- **Page text**
──────────

Treatment Philosophy

The therapeutic philosophy of Sandhill Center emphasizes a clinical approach that is grounded in the Neurosequential Model of Therapeutics (NMT) developed by Bruce Perry, M.D., Ph.D. and The ChildTrauma Academy, as well as a relational based residential treatment model. At the heart of this philosophy is the focus of helping children improve the ability to emotionally regulate.

The Neurosequential Model of Therapeutics (NMT) is a developmentally-informed, biologically-respectful approach to working with children struggling with emotional dysregulation. The NMT is not a specific therapeutic intervention but a way to organize the child’s history and current functioning to optimally inform the therapeutic process.

Children referred to Sandhill are kids who have long standing significant difficulties with regulating their arousal level. They come with many different diagnoses including anxiety, depression, bipolar disorder, attachment problems, and some on the autism spectrum. More often than not, we hear from parents that they have tried every kind of out-patient treatment, behavior modification, adjunctive therapy possible, and nothing has worked.

Accordingly, instead of simply focusing on changing behavior, we see the primary focus of treatment as helping the children learn how to regulate their affect and making neurodevelopmental change. Negative behavior, of course, has to be managed, but in a model emphasizing affect regulation, the priority shifts.

Sandhill’s program is focused on providing a therapeutic environment that helps them regulate themselves every day, all day long. The social relationship model of treatment, informed by the Neurosequential Model of Therapeutics, is designed to do this. Instead of utilizing a common behavior modification techniques, we emphasize the importance of genuine relationships to help children. By forming a strong therapeutic web, we focus on providing numerous activities and interventions throughout the child’s day, understanding that multiple repetitive and relational therapeutic experiences will create the change needed.

The family is also a critical component of treatment. Family work at Sandhill goes beyond the traditional family therapy session. Webinars take place approximately every 8 weeks. Family therapy takes place online and in person. Day passes, off campus overnight visits, and home visits are all structured to provide optimal therapeutic benefits.

──────────

- **Problem set**
a – Per the treatment philosophy text, who developed the Neurosequential Model of Therapeutics?
b – Rewrite the treatment philosophy text starting with "The family is" and going on through "optimal therapeutic benefits.", changing "Webinars" to "Parent seminars".

- **Supplied material**
──────────

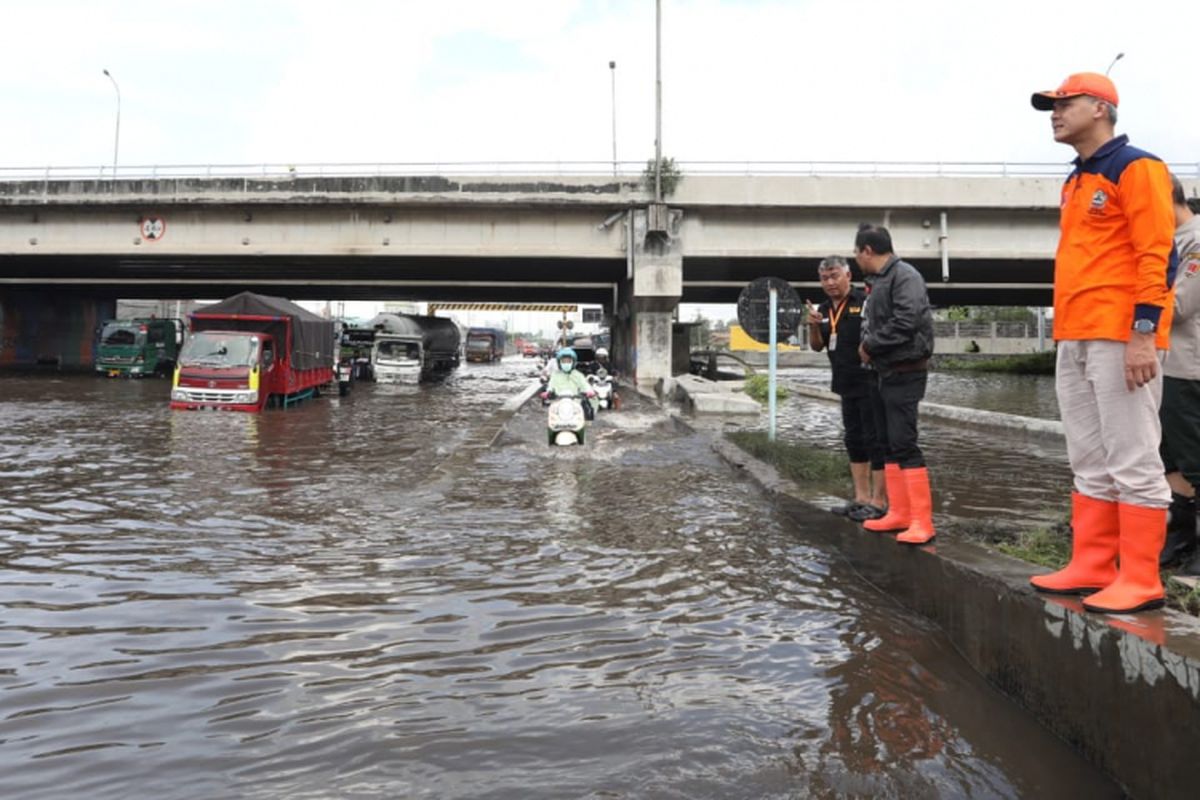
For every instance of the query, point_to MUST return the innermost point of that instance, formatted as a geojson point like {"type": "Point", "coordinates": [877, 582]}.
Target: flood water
{"type": "Point", "coordinates": [339, 601]}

──────────

- **Solved tasks**
a – Bruce Perry, M.D., Ph.D. and The ChildTrauma Academy

b –
The family is also a critical component of treatment. Family work at Sandhill goes beyond the traditional family therapy session. Parent seminars take place approximately every 8 weeks. Family therapy takes place online and in person. Day passes, off campus overnight visits, and home visits are all structured to provide optimal therapeutic benefits.